Only the lines of the data below from the one with "Target: blue jeans" through the one with "Target: man in dark jacket" are wanted. Repeat them exactly.

___ DATASET RECORDS

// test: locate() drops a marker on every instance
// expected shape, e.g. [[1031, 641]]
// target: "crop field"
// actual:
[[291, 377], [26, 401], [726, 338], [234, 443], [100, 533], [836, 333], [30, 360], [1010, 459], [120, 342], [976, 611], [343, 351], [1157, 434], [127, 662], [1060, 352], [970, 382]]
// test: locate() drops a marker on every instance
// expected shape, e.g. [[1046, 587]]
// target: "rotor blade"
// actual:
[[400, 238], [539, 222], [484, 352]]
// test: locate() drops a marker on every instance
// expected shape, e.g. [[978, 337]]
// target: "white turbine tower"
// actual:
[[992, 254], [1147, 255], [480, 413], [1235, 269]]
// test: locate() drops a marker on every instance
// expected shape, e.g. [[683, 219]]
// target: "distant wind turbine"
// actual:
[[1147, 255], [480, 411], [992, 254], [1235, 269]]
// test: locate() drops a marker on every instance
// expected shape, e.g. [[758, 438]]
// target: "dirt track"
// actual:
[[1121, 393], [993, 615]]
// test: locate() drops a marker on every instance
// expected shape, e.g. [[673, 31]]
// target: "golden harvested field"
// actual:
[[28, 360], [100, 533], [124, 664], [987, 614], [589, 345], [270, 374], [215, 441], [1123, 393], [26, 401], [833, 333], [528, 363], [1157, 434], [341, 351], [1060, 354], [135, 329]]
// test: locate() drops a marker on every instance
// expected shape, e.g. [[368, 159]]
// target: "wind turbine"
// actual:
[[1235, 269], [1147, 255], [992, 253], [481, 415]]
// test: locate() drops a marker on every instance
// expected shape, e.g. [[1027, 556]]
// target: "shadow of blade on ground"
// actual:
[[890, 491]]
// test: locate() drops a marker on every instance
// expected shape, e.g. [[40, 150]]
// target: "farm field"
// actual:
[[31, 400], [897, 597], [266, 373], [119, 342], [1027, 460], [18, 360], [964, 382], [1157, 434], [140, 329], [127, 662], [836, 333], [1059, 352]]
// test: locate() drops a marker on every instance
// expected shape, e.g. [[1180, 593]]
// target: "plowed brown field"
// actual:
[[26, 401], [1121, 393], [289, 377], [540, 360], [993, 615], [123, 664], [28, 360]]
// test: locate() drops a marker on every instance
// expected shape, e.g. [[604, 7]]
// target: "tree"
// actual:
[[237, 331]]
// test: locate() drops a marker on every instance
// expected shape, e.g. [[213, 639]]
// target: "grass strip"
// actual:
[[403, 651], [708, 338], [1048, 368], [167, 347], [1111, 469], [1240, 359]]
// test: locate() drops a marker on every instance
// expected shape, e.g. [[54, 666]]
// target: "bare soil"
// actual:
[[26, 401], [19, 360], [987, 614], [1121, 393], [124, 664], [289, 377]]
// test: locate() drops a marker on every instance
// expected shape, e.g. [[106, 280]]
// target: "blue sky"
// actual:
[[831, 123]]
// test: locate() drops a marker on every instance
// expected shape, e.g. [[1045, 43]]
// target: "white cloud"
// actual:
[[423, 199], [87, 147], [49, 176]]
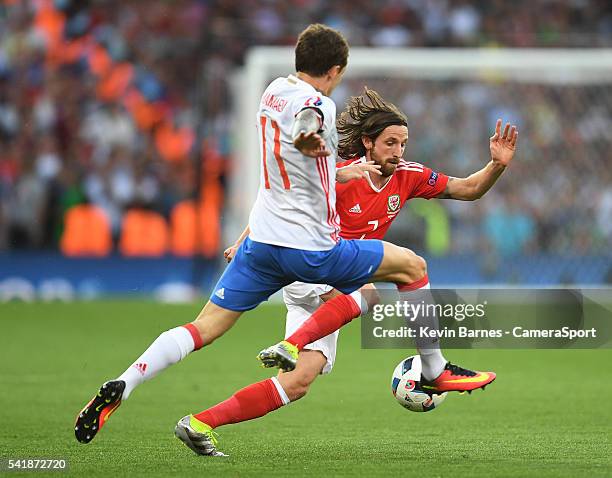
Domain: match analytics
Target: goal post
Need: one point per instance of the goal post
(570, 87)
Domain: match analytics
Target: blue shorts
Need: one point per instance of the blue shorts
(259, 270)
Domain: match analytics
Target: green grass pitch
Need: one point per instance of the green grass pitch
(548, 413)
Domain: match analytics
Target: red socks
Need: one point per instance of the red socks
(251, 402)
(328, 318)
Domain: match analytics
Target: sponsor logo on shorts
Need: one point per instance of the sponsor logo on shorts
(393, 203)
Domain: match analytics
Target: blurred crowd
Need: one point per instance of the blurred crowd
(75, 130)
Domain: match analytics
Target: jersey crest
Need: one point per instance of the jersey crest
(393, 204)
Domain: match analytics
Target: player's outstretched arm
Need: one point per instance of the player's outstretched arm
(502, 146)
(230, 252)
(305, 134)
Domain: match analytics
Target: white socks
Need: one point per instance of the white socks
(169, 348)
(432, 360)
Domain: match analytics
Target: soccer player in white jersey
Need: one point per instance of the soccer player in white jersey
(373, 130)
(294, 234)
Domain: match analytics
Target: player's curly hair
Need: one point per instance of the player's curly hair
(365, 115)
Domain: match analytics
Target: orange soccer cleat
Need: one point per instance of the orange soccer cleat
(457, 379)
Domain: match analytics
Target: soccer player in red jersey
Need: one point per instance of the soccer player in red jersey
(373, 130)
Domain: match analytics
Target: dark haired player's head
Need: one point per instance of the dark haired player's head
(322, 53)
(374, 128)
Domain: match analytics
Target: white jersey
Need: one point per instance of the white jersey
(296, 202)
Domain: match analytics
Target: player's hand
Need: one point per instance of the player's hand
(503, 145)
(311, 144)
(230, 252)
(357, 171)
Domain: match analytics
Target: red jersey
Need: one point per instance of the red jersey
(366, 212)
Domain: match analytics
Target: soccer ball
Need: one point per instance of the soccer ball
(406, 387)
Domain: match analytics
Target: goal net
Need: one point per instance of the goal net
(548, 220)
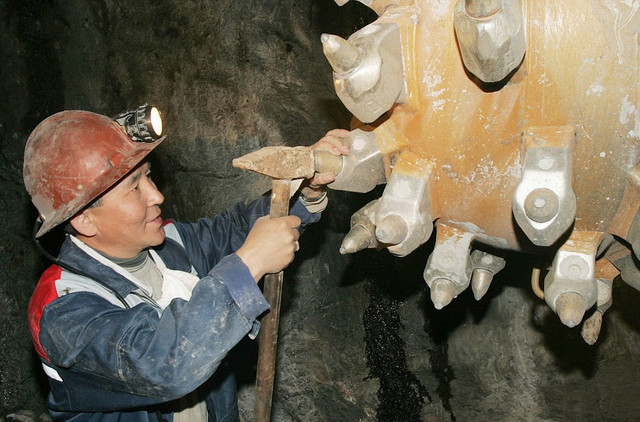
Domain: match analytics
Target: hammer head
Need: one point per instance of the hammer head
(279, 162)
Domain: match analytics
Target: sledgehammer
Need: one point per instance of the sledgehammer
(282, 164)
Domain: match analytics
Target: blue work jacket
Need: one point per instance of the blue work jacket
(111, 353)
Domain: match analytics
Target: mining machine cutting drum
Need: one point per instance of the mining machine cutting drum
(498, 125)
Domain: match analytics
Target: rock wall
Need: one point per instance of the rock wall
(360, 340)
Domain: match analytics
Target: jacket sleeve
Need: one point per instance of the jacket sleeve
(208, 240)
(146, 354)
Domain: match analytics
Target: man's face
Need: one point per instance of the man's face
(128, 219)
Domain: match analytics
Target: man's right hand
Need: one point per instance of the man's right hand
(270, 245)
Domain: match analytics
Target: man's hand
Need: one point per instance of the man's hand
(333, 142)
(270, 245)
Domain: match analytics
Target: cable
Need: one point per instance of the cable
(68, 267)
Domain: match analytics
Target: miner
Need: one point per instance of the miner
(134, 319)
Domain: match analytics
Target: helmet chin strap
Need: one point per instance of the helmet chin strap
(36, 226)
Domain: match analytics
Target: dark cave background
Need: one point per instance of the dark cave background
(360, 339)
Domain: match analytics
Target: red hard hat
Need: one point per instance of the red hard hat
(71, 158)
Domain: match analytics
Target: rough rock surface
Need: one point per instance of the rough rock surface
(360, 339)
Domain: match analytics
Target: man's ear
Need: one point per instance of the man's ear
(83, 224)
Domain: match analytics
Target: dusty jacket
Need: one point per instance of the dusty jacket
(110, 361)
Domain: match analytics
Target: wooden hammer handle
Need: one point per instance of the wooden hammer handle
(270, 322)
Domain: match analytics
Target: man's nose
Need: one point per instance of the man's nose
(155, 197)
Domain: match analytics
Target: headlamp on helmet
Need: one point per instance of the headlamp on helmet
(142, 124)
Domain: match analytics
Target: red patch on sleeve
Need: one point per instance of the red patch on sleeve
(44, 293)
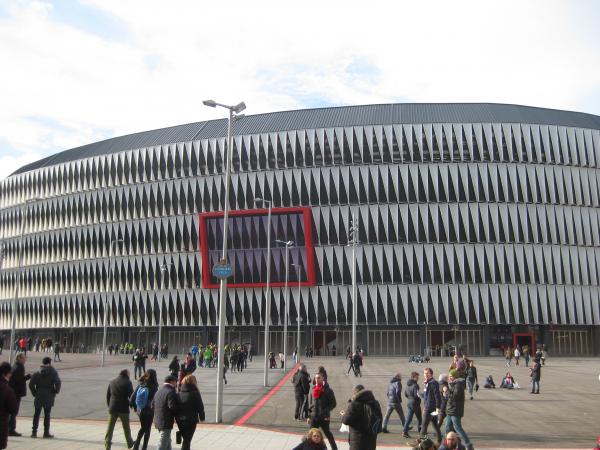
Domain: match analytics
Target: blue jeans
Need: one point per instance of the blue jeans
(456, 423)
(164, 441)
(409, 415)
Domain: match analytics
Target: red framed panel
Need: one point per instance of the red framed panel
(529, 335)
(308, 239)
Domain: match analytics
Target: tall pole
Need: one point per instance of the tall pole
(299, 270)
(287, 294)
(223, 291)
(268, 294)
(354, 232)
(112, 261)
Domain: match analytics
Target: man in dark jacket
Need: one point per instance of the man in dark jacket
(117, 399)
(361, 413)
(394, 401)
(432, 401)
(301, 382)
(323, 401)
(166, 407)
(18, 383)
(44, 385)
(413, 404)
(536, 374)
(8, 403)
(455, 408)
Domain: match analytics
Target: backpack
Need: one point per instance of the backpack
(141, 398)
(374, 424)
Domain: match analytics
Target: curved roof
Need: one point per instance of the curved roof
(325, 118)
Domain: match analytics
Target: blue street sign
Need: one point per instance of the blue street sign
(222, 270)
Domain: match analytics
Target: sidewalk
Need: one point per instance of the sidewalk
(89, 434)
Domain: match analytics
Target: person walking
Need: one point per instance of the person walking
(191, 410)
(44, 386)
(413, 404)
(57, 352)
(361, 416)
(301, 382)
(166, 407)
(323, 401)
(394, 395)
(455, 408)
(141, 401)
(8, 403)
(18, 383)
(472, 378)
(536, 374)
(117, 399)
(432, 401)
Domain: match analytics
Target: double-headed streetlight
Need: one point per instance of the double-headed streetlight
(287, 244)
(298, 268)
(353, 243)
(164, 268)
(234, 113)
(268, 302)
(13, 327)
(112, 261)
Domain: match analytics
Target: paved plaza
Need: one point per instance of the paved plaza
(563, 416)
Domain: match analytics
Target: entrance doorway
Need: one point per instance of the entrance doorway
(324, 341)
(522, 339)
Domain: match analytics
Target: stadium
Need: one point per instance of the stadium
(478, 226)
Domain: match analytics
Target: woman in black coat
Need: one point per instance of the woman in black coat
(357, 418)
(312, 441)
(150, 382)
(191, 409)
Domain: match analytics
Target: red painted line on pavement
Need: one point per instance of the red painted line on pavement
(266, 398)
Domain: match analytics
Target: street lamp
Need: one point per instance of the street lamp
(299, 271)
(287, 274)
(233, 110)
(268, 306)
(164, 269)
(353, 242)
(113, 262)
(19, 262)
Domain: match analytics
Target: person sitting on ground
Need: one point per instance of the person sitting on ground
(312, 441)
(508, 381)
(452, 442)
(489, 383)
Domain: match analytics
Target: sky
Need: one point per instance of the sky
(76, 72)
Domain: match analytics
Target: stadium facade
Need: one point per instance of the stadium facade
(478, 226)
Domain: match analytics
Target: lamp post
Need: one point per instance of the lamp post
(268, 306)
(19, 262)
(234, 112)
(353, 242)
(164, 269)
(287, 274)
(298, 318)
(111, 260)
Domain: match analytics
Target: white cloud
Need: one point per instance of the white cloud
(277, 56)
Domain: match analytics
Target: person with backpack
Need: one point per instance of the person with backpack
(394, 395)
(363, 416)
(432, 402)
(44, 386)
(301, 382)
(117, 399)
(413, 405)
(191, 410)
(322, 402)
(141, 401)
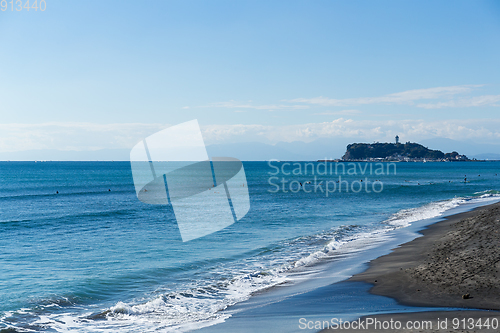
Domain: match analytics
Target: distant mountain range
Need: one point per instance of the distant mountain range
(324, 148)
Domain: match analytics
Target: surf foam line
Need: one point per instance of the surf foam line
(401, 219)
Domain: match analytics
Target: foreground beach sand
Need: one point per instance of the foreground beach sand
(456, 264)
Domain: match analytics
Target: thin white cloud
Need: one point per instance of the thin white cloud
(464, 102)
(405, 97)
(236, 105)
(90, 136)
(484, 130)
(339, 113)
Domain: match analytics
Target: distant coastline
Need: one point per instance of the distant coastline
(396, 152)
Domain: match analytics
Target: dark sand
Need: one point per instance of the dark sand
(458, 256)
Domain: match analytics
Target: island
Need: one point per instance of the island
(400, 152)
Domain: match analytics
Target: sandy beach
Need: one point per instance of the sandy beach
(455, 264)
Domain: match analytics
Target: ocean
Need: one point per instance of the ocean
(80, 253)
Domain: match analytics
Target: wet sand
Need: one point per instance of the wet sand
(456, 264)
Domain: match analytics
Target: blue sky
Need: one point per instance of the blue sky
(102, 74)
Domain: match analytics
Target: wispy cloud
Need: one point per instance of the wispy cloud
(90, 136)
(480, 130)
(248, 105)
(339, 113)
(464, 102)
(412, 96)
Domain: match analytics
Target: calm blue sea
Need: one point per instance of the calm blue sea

______

EXERCISE ANSWER
Target: blue jeans
Need: one point per instance of the blue jeans
(456, 423)
(164, 441)
(409, 415)
Domain: match analytics
Target: red framed panel
Need: one point per instance of the red framed panel
(529, 335)
(308, 239)
Domain: match analytics
Target: tall pole
Need: one point per instance of the tall pole
(299, 270)
(287, 294)
(223, 291)
(268, 294)
(354, 232)
(112, 261)
Domain: match analytics
Target: man in dark jacket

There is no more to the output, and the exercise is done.